→ HOW TO COMPLETE THIS TASK
Copy from the Sheryl Sandberg article below the passage beginning with "In her iconic" and continuing through "time to leave.", keeping every word and punctuation mark unchanged.

Segment Start: TEXT UNDER STUDY

Is Sheryl Sandberg really an inspiration for working mothers?

Earlier last month Sheryl Sandberg, Chief Operating Officer of Facebook, admitted that she’s been leaving work at 5:30pm to be able to have dinner with her kids. While she’s been doing this for many years, it is only in the last two years that she felt comfortable about admitting it publicly.

The fact that this admission made headlines brings to light the huge hidden costs and informal penalties associated with choosing flexible hours, even if they are on your company’s official books. Sandberg was widely lauded for making this public admission, but it must be noted that she only did so at a stage in her career where she may be considered ‘unpenalisable’.

Sandberg has made it her mission to support women. She frequently gives speeches about promoting female leaders and what women must do to take responsibility for their own careers.

In her iconic speech at TEDWomen in 2010 titled Why we have too few women leaders’, viewed over 1.3 million times, she suggests three things that women must do to make it to the top. First, they must ‘sit at the table’ in the literal but also the figurative sense: Very often women stay on the sidelines and are not as proactive in seeking opportunities or negotiating their careers as their male counterparts. Next she asks women to choose partners in life who will support them in not only their career choices but will also split housework and childcare responsibilities. And finally, Sandberg argues that women stop playing the game way too early, sometimes when they’re even just trying for a baby. They need to keep their ‘foot on the gas pedal’ until it is truly and finally time to leave.

In this talk, while she admits there are institutional and external barriers that women face, she only wants to focus on what women can do themselves. This has been Sandberg’s unwavering stance at other forums as well and is summed up well in what she said in her Commencement Speech at Barnard College last year,

Don’t let your fears overwhelm your desire. Let the barriers you face—and there will be barriers—be external, not internal.

Segment End: TEXT UNDER STUDY
Segment Start: INFORMATION SHOWN

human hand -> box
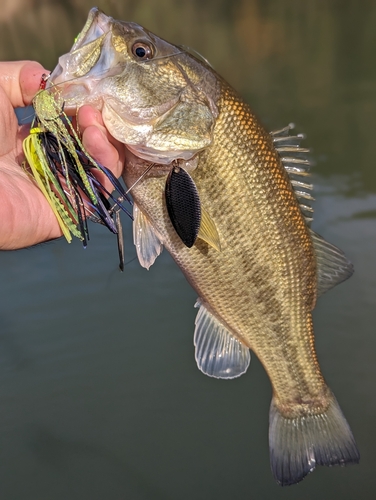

Segment End: INFORMATION SHOWN

→ YOUR RESPONSE
In her iconic speech at TEDWomen in 2010 titled Why we have too few women leaders’, viewed over 1.3 million times, she suggests three things that women must do to make it to the top. First, they must ‘sit at the table’ in the literal but also the figurative sense: Very often women stay on the sidelines and are not as proactive in seeking opportunities or negotiating their careers as their male counterparts. Next she asks women to choose partners in life who will support them in not only their career choices but will also split housework and childcare responsibilities. And finally, Sandberg argues that women stop playing the game way too early, sometimes when they’re even just trying for a baby. They need to keep their ‘foot on the gas pedal’ until it is truly and finally time to leave.